*** PAGE TEXT ***

Flanagan said, “A lot of times down at the capital, we hear leaders talk about ‘those people’, well I am those people, and those people deserve to have a seat at the table. I share that with you because it was not my dream, it was not this little girl’s dream to grow up and become the second most powerful person in the state of Minnesota, that was not my path. My path kind of found me.”

Her path did not open up for her until she started school at the University of Minnesota when she entered her lecture room and saw an American Indian professor who looked like her, talked about her community, and who they were and where they came from. It was the first teacher who told her she was smart and encouraged her to take graduate courses as an undergraduate. 

She said, “I knew that my education wasn’t for me, but it was for my community and what I was supposed to do with that education, to give back and pay it forward.”

After her time at the University of Minnesota, she worked in a job where her roles sometimes ranged from attending parent teacher conference meetings with nervous families to helping mothers flee a batterer in the middle of the night. 

Her start in politics began when she noticed that native children and their families were not given the opportunities they needed in public schools in Minneapolis. She worked with Judy Farmer, a member of the school board at the time, to find someone from the native community to run for the board.

***

PROBLEM 1 => In the records, retype the lines from the one containing "For the evaluation set, pick out each instance of the vertical" to the one containing "x=342 y=303", including both.
The records have no connection to the passage about Flanagan.

*** DATA FOR THE TASK ***

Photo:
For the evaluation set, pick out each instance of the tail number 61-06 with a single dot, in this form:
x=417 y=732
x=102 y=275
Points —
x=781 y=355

***
*** DATA FOR THE TASK ***

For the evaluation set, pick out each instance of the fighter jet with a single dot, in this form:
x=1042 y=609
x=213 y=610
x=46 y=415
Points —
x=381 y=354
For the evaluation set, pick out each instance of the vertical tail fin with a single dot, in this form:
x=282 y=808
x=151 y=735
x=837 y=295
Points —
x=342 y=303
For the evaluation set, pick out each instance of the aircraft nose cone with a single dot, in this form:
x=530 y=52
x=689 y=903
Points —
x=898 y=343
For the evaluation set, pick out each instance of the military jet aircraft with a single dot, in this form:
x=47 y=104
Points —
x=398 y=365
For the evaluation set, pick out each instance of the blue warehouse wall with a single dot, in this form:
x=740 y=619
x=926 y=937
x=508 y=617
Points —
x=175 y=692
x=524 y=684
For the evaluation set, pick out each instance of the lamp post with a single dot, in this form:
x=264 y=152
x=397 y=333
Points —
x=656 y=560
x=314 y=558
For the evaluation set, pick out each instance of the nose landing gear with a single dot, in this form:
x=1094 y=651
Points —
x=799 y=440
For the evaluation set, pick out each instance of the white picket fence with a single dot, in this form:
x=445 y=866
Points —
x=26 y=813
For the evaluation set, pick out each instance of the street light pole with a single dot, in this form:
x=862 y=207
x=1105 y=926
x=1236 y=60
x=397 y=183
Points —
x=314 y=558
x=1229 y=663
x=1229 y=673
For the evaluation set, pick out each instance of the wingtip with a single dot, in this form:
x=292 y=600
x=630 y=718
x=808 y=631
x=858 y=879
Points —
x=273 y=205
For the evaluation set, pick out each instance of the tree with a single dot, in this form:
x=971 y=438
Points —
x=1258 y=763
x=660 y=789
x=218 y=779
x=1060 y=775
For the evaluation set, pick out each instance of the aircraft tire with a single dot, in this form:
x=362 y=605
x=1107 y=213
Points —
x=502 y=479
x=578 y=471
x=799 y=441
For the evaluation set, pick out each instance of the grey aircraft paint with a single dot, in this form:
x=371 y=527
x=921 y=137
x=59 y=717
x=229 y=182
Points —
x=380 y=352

***

PROBLEM 2 => Echo the passage about Flanagan in full, word for word.

CORRECT RESPONSE 1 =>
For the evaluation set, pick out each instance of the vertical tail fin with a single dot, in this form:
x=282 y=808
x=151 y=735
x=837 y=295
Points —
x=342 y=303

CORRECT RESPONSE 2 =>
Flanagan said, “A lot of times down at the capital, we hear leaders talk about ‘those people’, well I am those people, and those people deserve to have a seat at the table. I share that with you because it was not my dream, it was not this little girl’s dream to grow up and become the second most powerful person in the state of Minnesota, that was not my path. My path kind of found me.”

Her path did not open up for her until she started school at the University of Minnesota when she entered her lecture room and saw an American Indian professor who looked like her, talked about her community, and who they were and where they came from. It was the first teacher who told her she was smart and encouraged her to take graduate courses as an undergraduate. 

She said, “I knew that my education wasn’t for me, but it was for my community and what I was supposed to do with that education, to give back and pay it forward.”

After her time at the University of Minnesota, she worked in a job where her roles sometimes ranged from attending parent teacher conference meetings with nervous families to helping mothers flee a batterer in the middle of the night. 

Her start in politics began when she noticed that native children and their families were not given the opportunities they needed in public schools in Minneapolis. She worked with Judy Farmer, a member of the school board at the time, to find someone from the native community to run for the board.